(Data records)
- - - - -

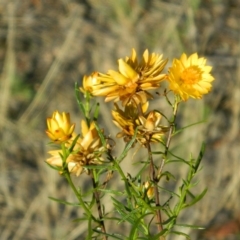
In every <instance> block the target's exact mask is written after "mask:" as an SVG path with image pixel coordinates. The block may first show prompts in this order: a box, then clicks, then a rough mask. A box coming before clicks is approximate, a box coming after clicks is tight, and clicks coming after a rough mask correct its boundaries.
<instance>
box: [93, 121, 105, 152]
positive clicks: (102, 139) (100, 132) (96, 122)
mask: <svg viewBox="0 0 240 240" xmlns="http://www.w3.org/2000/svg"><path fill="white" fill-rule="evenodd" d="M94 125H95V127H96V129H97V132H98V136H99V137H100V140H101V143H102V145H103V146H104V147H105V148H106V147H107V143H106V139H105V137H104V135H103V132H102V130H101V129H100V128H99V126H98V124H97V122H94Z"/></svg>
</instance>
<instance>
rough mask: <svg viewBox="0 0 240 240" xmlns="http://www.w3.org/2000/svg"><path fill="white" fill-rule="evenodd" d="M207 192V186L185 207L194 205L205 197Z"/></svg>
mask: <svg viewBox="0 0 240 240" xmlns="http://www.w3.org/2000/svg"><path fill="white" fill-rule="evenodd" d="M206 193H207V188H205V189H204V190H203V191H202V193H201V194H199V195H197V196H196V197H195V199H194V200H193V201H191V202H190V203H188V204H186V206H185V207H190V206H192V205H194V204H195V203H197V202H198V201H200V200H201V199H202V198H203V197H204V195H205V194H206Z"/></svg>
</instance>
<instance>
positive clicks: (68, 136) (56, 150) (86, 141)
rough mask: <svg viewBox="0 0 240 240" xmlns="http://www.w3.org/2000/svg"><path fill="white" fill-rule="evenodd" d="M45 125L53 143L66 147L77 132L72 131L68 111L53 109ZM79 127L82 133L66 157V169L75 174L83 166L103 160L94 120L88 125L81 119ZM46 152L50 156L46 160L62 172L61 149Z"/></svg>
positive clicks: (99, 161) (48, 135) (47, 134)
mask: <svg viewBox="0 0 240 240" xmlns="http://www.w3.org/2000/svg"><path fill="white" fill-rule="evenodd" d="M47 126H48V130H47V131H46V133H47V135H48V136H49V138H50V139H51V140H52V141H54V142H55V143H59V144H65V146H66V147H70V146H71V145H72V144H73V141H74V140H75V139H76V138H77V134H76V133H75V132H74V128H75V124H71V123H70V115H69V113H65V112H63V113H62V114H60V113H59V112H58V111H55V112H54V113H53V116H52V118H48V119H47ZM81 127H82V134H81V136H80V137H78V138H77V141H76V143H75V145H74V148H73V153H72V154H70V155H69V156H68V158H67V159H66V163H67V167H68V171H69V172H70V173H74V174H75V175H76V176H79V175H80V174H81V173H82V171H83V169H84V166H87V165H90V164H101V163H102V161H103V159H102V158H101V154H102V151H103V150H104V148H103V146H102V144H101V140H100V137H99V135H98V132H97V129H96V127H95V124H94V122H92V123H91V124H90V126H88V125H87V123H86V122H85V121H84V120H82V122H81ZM48 153H49V154H50V155H51V157H50V158H48V159H47V160H46V162H47V163H48V164H50V165H52V166H54V167H58V168H59V169H60V170H59V172H60V173H62V170H61V169H62V167H63V159H62V157H61V155H63V152H62V149H58V150H53V151H49V152H48Z"/></svg>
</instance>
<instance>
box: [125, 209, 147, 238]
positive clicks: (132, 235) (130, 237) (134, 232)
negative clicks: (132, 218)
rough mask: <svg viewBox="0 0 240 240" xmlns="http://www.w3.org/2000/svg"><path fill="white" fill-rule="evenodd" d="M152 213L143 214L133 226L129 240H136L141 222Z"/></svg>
mask: <svg viewBox="0 0 240 240" xmlns="http://www.w3.org/2000/svg"><path fill="white" fill-rule="evenodd" d="M150 214H151V213H146V214H143V215H142V216H140V217H139V218H138V219H137V220H136V221H135V222H134V224H133V226H132V229H131V232H130V235H129V239H134V236H135V234H136V231H137V230H138V227H139V225H140V224H141V221H142V219H143V218H145V217H146V216H148V215H150Z"/></svg>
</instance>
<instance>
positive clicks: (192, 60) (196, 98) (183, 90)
mask: <svg viewBox="0 0 240 240" xmlns="http://www.w3.org/2000/svg"><path fill="white" fill-rule="evenodd" d="M211 70H212V67H211V66H206V59H205V58H198V55H197V53H194V54H192V55H191V56H190V57H188V58H187V55H186V54H185V53H183V54H182V56H181V57H180V59H174V60H173V64H172V67H170V68H169V77H168V81H169V88H170V90H172V91H173V92H174V93H175V94H177V95H179V96H180V97H181V99H182V100H184V101H186V100H187V99H188V98H189V97H191V98H196V99H200V98H202V95H203V94H207V93H208V92H209V91H210V90H211V88H212V84H211V82H212V81H213V80H214V78H213V77H212V75H211V74H210V71H211Z"/></svg>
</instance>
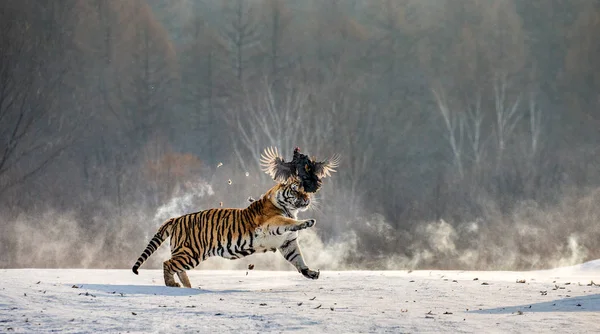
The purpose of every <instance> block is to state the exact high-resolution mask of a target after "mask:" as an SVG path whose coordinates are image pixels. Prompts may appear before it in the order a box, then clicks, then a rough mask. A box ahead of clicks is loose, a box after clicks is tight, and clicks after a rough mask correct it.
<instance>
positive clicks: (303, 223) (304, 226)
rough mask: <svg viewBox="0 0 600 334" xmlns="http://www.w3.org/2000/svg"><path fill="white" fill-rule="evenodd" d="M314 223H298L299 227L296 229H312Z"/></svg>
mask: <svg viewBox="0 0 600 334" xmlns="http://www.w3.org/2000/svg"><path fill="white" fill-rule="evenodd" d="M316 222H317V221H316V220H314V219H306V220H305V221H303V222H302V223H300V225H298V229H299V230H304V229H306V228H309V227H313V226H315V224H316Z"/></svg>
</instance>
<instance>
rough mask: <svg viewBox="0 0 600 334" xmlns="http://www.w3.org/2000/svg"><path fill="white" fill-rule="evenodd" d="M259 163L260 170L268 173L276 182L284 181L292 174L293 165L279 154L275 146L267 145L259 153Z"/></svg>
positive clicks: (291, 174) (263, 171)
mask: <svg viewBox="0 0 600 334" xmlns="http://www.w3.org/2000/svg"><path fill="white" fill-rule="evenodd" d="M260 165H261V169H262V171H263V172H265V173H267V174H269V175H270V176H271V177H272V178H273V180H275V181H277V182H284V181H286V180H287V179H289V178H290V177H292V176H294V169H293V167H292V166H291V164H290V163H289V162H285V161H284V160H283V158H281V157H280V156H279V152H278V151H277V148H276V147H275V148H273V147H267V148H266V149H265V150H264V152H263V153H262V154H261V155H260Z"/></svg>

- - - - -

**Task description:**
Reproduce the records above from their first line to the line bearing "box: [93, 121, 105, 152]", both ends included, leaving every picture out.

**Problem solution:**
In every <instance> block the target's exact mask is written after "mask:" as an SVG path with image pixel coordinates. The block may first show prompts in this order: a box, then clicks, then a rough mask. A box coming before clicks is approximate, a box coming after clicks is tight, and clicks coming after a rough mask correct its boundaries.
<instance>
box: [93, 121, 105, 152]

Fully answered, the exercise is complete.